● Petunjuk Tugas
Sebutkan semua nama diri yang muncul dalam artikel tentang SMK Nasional Tabanan di bawah ini, yaitu nama orang, sekolah, media, dan wilayah. Tulis setiap nama satu kali saja.

● Teks Bacaan
Mengabdi dalam Sunyi: Keteguhan I Ketut Susila Menjaga Asa SMK Nasional Tabanan

INSKA NEWS

INSKA NEWS, Tabanan, Bali — Di sudut tenang Kabupaten Tabanan, berdiri sebuah sekolah kejuruan yang nyaris terlupakan oleh hiruk-pikuk zaman. SMK Nasional Tabanan, yang berdiri sejak 1975 dan pernah mencetak banyak prestasi, kini hanya dihuni belasan siswa. Suasana sepi menyelimuti ruang-ruang kelas, menyisakan secercah harapan yang digenggam erat oleh satu sosok: I Ketut Susila.

Pria paruh baya ini kini menjabat sebagai Kepala Sekolah SMK Nasional Tabanan. Setelah pensiun dari status pegawai negeri sipil, I Ketut tak memilih beristirahat. Ia justru kembali ke dunia pendidikan, mengabdikan diri di sekolah yang ia sebut sebagai “bagian dari hidupnya”.

● Entri anotasi titik pada gambar
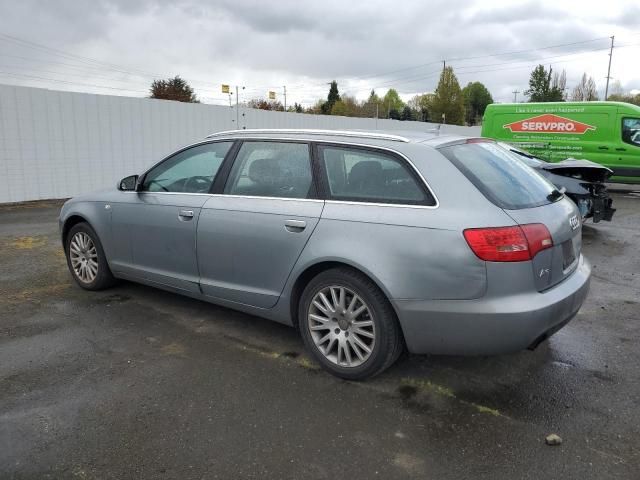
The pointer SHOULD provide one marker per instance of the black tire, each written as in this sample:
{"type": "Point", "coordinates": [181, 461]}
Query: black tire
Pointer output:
{"type": "Point", "coordinates": [389, 343]}
{"type": "Point", "coordinates": [103, 278]}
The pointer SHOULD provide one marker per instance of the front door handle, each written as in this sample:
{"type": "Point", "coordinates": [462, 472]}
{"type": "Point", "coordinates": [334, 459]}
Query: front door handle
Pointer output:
{"type": "Point", "coordinates": [185, 214]}
{"type": "Point", "coordinates": [295, 226]}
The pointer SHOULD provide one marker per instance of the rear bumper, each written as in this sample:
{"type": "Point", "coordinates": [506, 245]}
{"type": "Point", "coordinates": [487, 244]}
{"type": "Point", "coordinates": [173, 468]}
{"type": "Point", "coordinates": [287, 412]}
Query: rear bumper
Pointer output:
{"type": "Point", "coordinates": [488, 326]}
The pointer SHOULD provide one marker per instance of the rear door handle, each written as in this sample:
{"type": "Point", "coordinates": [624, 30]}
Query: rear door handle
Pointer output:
{"type": "Point", "coordinates": [185, 214]}
{"type": "Point", "coordinates": [295, 226]}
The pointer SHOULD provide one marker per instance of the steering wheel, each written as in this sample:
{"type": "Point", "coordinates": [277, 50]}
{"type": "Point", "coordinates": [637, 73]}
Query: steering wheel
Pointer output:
{"type": "Point", "coordinates": [199, 184]}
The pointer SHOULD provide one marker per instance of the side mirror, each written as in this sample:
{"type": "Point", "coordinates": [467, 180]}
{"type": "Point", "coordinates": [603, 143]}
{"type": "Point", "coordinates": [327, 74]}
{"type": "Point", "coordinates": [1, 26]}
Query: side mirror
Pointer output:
{"type": "Point", "coordinates": [128, 184]}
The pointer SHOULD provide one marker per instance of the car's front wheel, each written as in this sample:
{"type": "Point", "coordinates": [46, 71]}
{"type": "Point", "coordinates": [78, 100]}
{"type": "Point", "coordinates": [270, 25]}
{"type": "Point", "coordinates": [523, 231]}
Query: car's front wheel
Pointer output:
{"type": "Point", "coordinates": [86, 260]}
{"type": "Point", "coordinates": [348, 324]}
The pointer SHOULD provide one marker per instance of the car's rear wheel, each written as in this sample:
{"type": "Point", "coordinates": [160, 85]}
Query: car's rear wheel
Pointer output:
{"type": "Point", "coordinates": [348, 324]}
{"type": "Point", "coordinates": [86, 260]}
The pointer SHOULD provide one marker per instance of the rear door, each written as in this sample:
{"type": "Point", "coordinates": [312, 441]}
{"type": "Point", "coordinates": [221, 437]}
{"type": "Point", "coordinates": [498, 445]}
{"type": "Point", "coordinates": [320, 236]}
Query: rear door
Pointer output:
{"type": "Point", "coordinates": [250, 235]}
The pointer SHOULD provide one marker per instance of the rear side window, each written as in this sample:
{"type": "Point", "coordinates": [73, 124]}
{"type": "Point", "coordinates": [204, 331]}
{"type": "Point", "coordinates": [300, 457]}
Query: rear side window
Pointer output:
{"type": "Point", "coordinates": [369, 176]}
{"type": "Point", "coordinates": [271, 169]}
{"type": "Point", "coordinates": [631, 131]}
{"type": "Point", "coordinates": [501, 176]}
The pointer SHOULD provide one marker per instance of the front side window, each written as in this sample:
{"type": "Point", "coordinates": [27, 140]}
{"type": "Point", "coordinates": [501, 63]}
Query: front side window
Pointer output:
{"type": "Point", "coordinates": [369, 176]}
{"type": "Point", "coordinates": [189, 171]}
{"type": "Point", "coordinates": [631, 131]}
{"type": "Point", "coordinates": [271, 169]}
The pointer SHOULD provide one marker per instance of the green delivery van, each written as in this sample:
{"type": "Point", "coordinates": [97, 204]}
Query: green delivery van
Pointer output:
{"type": "Point", "coordinates": [607, 133]}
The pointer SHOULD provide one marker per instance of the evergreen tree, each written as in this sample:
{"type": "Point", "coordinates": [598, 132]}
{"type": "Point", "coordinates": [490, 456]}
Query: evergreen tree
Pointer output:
{"type": "Point", "coordinates": [332, 98]}
{"type": "Point", "coordinates": [173, 89]}
{"type": "Point", "coordinates": [392, 101]}
{"type": "Point", "coordinates": [476, 98]}
{"type": "Point", "coordinates": [541, 88]}
{"type": "Point", "coordinates": [448, 100]}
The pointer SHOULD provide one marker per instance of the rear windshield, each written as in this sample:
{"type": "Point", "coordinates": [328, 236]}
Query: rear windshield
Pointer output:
{"type": "Point", "coordinates": [500, 175]}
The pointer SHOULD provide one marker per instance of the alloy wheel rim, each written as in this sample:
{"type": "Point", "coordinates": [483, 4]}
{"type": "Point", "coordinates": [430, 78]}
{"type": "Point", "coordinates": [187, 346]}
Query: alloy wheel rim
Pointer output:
{"type": "Point", "coordinates": [341, 326]}
{"type": "Point", "coordinates": [84, 257]}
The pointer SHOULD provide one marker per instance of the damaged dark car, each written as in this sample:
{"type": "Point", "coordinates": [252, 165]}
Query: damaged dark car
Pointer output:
{"type": "Point", "coordinates": [582, 181]}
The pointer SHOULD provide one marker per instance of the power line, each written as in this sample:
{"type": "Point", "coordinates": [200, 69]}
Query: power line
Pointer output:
{"type": "Point", "coordinates": [458, 59]}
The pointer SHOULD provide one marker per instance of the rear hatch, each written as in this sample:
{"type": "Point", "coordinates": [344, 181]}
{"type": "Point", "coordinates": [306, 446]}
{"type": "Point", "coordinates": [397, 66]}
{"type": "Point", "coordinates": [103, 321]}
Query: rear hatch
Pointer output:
{"type": "Point", "coordinates": [528, 199]}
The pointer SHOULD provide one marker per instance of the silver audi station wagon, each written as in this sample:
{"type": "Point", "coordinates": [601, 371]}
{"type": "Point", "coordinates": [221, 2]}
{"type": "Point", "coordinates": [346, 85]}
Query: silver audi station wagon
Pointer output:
{"type": "Point", "coordinates": [367, 243]}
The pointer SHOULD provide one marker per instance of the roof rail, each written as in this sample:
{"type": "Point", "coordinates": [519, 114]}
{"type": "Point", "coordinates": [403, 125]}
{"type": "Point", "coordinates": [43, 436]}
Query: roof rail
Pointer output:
{"type": "Point", "coordinates": [307, 131]}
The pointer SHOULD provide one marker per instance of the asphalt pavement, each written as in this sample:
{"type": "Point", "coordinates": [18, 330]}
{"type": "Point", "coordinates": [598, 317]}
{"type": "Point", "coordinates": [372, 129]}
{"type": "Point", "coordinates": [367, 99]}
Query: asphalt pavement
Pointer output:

● Hasil
I Ketut Susila, SMK Nasional Tabanan, INSKA NEWS, Tabanan, Bali, Kabupaten Tabanan